» Text passage:
************
CREATE NONCLUSTERED INDEX ix_SimpleTable_ID
ON Examples.SimpleTable(ID);
GO
CREATE PROCEDURE Examples.GetValues
@PARAMETER1 INT
AS
SELECT
ID,
Value
FROM Examples.SimpleTable
WHERE
ID = @PARAMETER1;
GO
ALTER DATABASE ExamBook762Ch4_QueryStore
SET QUERY_STORE = ON (
INTERVAL_LENGTH_MINUTES = 1
);
EXEC Examples.GetValues 1;
GO 20
At this point, the Top Resource Consuming Queries view, shown in Figure 4-21, is the only one that contains information. The default configuration includes a column chart in the top left that displays total duration by query id, a point chart in the top right that displays duration for query plans associated with the selected query (known as a plan summary), and a query plan for the plan identifier currently selected in the point chart.
Note Working with multiple queries in the Top Resource Consuming Queries view
Depending on the activity occurring in the database, the query that you want to analyze might not be the first column in the chart as it is in Figure 4-21. You can click on each column to view the query plan associated with a query and its query text, or click the View Top Resource Consuming Queries In A Grid Format With Additional Details button in the chart’s toolbar to locate your query by its query text. If you select a query in this grid and toggle back to the chart, the view retains your selection and shows the plan summary and a query plan.
************
» Direction: In the Query Store passage, what does the point chart in the top right of the Top Resource Consuming Queries view show by default?

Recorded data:
************
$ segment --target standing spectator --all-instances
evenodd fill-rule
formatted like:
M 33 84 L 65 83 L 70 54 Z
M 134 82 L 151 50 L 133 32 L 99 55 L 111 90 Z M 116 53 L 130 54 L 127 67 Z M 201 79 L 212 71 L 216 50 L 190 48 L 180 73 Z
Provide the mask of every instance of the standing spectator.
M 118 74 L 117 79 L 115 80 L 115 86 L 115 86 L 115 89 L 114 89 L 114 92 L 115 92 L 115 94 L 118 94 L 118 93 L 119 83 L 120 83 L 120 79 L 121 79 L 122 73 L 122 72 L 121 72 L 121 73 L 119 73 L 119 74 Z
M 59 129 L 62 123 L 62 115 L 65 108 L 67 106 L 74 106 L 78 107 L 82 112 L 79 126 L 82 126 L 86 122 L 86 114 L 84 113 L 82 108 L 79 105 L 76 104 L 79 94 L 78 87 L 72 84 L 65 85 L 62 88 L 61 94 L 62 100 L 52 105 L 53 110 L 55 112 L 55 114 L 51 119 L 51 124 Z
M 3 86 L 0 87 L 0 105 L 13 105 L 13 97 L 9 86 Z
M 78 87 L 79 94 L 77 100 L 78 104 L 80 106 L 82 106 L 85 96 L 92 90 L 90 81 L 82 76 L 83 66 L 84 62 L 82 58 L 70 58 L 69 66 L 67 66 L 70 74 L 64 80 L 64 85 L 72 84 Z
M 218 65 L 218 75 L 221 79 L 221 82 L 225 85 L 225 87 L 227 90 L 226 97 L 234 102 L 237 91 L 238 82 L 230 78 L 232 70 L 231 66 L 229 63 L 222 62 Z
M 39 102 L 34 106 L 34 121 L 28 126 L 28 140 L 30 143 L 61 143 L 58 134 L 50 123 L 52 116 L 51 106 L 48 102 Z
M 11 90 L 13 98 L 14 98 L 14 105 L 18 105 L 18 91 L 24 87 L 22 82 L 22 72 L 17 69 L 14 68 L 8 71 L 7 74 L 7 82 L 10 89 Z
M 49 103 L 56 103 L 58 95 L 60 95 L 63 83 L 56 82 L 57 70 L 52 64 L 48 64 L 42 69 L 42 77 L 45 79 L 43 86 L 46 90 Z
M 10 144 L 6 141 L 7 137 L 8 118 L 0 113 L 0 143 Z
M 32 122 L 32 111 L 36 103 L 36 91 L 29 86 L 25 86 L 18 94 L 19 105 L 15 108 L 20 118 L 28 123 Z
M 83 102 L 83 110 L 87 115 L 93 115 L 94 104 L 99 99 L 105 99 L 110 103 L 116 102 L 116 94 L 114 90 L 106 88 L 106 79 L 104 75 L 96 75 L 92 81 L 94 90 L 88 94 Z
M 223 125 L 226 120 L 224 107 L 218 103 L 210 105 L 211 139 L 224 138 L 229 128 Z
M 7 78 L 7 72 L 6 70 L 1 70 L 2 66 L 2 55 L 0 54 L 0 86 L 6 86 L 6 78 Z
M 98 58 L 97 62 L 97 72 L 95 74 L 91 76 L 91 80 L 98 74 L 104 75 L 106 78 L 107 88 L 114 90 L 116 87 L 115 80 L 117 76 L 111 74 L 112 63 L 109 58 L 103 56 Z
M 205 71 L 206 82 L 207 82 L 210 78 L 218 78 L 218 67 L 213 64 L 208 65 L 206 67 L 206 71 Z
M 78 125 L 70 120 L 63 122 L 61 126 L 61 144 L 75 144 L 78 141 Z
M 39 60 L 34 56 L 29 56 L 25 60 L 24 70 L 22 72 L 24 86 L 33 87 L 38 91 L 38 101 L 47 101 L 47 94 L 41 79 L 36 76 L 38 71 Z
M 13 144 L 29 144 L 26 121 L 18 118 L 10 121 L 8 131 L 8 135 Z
************
» Result: It shows the duration of the query plans associated with the selected query, which is known as a plan summary.